OBJECTIVE: Copy every line of the records below that contains the string "hair", treating uppercase and lowercase as different.

ENTRIES:
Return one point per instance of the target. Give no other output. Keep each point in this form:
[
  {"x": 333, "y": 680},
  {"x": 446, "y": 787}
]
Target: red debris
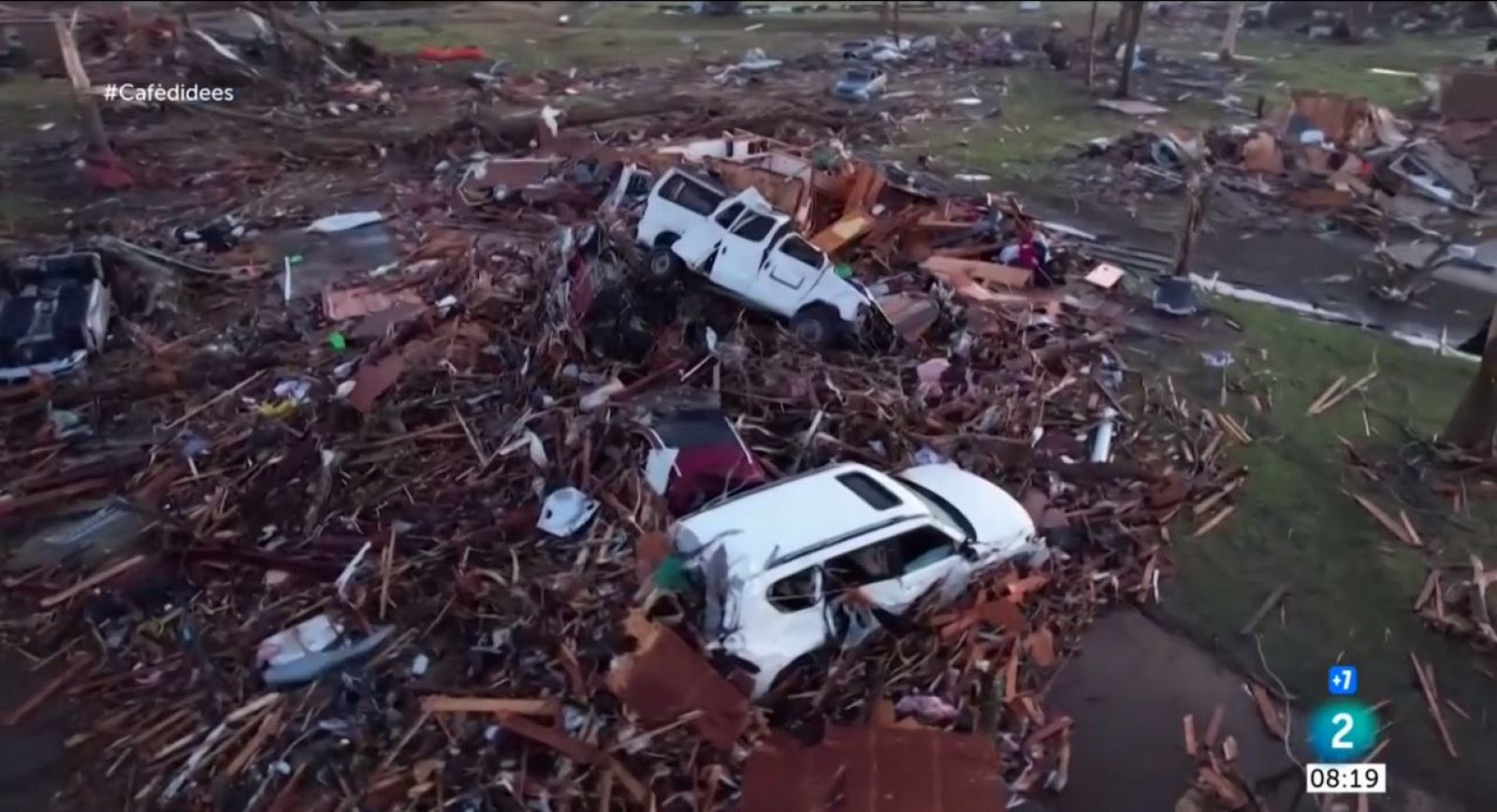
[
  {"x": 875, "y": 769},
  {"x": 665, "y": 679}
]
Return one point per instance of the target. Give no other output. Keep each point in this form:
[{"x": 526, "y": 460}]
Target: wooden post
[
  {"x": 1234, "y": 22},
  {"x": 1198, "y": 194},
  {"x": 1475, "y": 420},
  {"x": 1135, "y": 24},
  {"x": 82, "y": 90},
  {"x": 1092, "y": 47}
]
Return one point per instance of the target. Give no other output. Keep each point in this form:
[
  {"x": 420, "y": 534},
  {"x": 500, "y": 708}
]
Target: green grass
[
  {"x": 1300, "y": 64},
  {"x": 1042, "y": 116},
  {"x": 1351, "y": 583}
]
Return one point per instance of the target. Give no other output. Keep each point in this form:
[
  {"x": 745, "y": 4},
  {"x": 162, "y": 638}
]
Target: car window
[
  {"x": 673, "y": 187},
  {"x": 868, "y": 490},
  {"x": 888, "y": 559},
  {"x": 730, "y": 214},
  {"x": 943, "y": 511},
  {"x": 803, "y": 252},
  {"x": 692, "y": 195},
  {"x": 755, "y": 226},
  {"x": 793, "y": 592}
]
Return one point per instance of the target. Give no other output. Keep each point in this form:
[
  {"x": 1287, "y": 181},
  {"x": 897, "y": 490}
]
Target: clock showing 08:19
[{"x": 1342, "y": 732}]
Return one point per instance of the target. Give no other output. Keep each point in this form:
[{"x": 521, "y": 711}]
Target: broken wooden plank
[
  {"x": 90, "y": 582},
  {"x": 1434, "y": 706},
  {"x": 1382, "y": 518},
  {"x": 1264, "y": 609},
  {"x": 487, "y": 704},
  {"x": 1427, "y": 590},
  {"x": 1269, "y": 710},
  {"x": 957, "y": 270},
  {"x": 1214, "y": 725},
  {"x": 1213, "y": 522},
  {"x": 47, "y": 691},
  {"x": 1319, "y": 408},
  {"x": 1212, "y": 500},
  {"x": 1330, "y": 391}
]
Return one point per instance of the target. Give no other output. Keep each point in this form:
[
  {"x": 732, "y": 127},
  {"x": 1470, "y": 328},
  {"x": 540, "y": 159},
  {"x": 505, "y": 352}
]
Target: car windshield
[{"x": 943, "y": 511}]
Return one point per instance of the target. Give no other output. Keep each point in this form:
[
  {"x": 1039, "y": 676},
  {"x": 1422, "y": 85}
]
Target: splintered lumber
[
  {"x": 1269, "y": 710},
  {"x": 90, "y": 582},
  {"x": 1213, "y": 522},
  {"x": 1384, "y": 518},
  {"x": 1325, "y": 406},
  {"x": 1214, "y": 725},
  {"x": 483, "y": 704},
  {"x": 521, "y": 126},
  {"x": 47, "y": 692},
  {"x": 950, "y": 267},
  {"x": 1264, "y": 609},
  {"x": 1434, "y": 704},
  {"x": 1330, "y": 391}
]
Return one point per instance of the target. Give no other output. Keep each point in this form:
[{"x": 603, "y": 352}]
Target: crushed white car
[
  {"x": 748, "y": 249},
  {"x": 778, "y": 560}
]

==

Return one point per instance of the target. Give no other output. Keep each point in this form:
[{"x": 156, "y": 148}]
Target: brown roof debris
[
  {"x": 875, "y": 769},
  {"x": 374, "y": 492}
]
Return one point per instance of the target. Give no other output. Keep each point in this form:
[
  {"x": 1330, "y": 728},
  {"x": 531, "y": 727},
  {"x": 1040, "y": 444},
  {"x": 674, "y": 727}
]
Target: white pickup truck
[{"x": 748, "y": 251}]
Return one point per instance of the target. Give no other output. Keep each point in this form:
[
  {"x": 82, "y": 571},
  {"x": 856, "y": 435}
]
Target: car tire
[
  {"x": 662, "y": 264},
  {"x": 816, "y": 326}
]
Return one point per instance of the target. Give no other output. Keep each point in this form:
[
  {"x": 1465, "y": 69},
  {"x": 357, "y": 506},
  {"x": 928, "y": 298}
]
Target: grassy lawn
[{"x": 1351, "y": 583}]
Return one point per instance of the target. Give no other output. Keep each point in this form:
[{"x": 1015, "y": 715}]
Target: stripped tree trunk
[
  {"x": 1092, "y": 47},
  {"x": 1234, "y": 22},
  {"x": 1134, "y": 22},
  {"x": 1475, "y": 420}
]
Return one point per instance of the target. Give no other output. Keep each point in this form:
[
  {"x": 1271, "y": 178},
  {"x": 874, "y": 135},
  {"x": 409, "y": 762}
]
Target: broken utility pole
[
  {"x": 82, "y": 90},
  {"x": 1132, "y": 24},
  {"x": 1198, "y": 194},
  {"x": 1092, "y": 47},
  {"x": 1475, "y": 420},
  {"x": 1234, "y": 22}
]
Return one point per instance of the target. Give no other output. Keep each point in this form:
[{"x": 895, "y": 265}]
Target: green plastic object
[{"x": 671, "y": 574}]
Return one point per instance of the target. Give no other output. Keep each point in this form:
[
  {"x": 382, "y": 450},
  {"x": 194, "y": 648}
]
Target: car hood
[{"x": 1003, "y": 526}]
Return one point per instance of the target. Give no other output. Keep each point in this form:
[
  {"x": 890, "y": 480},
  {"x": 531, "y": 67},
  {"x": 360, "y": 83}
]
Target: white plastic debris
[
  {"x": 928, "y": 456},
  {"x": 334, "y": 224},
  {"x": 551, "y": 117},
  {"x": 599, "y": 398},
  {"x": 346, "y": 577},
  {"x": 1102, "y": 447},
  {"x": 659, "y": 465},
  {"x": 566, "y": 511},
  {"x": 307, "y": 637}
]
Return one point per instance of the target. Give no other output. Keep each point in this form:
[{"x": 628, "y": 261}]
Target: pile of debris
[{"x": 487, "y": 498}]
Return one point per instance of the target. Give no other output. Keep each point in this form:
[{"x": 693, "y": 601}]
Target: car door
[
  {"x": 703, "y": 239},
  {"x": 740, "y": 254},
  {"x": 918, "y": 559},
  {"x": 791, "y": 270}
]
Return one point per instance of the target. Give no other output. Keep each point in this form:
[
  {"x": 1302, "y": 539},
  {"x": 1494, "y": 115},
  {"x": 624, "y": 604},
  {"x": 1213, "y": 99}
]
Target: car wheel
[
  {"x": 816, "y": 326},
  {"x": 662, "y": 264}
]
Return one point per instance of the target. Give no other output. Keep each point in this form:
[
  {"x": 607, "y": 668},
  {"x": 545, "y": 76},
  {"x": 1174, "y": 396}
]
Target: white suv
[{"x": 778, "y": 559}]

* * *

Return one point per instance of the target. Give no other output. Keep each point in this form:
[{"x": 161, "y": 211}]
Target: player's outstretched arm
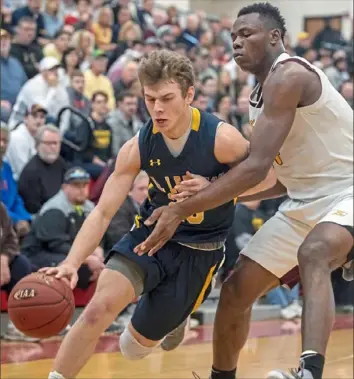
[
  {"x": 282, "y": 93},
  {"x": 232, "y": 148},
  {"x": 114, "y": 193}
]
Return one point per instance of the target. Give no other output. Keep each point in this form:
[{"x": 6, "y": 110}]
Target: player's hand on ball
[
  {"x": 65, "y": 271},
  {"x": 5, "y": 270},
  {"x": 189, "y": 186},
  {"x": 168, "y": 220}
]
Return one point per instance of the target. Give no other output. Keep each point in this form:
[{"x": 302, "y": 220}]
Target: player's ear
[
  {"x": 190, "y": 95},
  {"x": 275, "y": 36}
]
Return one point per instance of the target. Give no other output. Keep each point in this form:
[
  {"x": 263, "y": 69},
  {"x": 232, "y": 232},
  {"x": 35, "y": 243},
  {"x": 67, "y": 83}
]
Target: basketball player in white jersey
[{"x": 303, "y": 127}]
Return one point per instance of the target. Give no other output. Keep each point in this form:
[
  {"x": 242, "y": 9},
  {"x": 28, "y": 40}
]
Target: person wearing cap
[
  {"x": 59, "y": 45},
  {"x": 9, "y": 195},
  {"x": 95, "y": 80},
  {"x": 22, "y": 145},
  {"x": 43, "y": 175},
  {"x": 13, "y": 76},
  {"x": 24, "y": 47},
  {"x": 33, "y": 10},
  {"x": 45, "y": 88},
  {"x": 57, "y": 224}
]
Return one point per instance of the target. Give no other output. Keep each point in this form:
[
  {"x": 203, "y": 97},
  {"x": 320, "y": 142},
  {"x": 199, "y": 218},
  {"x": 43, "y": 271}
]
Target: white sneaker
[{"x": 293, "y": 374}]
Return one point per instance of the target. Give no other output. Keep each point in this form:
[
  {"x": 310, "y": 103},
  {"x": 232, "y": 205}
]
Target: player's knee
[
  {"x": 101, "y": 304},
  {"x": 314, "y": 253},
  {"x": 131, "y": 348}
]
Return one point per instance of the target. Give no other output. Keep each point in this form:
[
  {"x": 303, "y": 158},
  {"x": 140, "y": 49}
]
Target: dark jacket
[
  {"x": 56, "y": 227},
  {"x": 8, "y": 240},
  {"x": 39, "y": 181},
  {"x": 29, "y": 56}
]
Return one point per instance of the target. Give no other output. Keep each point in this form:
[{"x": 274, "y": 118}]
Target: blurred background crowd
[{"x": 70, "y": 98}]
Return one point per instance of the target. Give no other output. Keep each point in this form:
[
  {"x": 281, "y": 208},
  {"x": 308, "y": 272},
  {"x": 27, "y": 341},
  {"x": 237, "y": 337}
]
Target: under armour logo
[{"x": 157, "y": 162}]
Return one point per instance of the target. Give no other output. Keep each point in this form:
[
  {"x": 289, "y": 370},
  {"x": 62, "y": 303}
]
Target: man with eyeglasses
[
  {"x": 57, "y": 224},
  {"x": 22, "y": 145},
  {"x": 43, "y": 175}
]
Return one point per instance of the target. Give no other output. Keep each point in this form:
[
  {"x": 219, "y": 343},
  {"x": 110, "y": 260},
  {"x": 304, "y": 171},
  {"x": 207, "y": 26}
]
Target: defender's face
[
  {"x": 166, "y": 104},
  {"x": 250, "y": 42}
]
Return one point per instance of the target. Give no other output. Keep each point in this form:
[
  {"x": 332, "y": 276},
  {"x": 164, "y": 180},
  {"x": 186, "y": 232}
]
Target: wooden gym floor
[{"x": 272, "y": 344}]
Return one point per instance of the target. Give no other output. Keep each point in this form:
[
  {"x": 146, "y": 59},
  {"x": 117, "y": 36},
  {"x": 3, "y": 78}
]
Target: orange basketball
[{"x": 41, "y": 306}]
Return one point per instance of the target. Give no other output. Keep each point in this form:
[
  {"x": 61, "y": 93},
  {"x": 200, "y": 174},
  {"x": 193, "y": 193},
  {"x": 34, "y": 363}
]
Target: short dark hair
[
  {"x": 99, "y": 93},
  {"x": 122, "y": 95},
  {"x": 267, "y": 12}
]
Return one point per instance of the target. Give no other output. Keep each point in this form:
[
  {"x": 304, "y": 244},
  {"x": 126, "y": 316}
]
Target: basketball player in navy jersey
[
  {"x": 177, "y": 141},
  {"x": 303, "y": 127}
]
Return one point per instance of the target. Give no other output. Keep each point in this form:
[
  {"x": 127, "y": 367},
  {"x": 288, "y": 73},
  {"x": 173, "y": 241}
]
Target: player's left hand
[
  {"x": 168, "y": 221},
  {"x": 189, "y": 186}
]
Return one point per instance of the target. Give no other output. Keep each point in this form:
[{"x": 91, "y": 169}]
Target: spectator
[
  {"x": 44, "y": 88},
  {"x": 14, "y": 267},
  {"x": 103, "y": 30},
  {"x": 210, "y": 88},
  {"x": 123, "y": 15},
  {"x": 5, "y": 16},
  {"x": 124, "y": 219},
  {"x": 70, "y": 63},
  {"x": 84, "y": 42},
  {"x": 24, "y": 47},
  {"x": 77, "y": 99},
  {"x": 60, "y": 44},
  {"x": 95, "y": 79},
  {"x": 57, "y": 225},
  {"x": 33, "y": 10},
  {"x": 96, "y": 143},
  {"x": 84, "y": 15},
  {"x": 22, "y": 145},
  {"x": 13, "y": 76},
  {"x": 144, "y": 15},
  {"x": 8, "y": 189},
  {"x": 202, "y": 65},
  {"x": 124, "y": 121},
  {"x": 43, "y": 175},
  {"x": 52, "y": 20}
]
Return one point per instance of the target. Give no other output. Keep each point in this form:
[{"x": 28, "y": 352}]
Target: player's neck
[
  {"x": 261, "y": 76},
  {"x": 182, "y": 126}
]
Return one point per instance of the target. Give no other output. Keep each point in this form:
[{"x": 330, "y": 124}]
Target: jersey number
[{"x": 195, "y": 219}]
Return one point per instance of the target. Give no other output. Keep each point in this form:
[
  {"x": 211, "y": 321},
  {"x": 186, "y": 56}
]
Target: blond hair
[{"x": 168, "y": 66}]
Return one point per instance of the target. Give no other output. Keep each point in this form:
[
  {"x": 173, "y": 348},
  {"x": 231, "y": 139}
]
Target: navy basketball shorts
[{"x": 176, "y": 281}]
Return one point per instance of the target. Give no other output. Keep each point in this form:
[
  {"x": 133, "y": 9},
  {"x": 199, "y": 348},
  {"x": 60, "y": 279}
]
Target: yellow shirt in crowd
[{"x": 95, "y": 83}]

EXERCISE SOLUTION:
Target: short dark hair
Target: blond hair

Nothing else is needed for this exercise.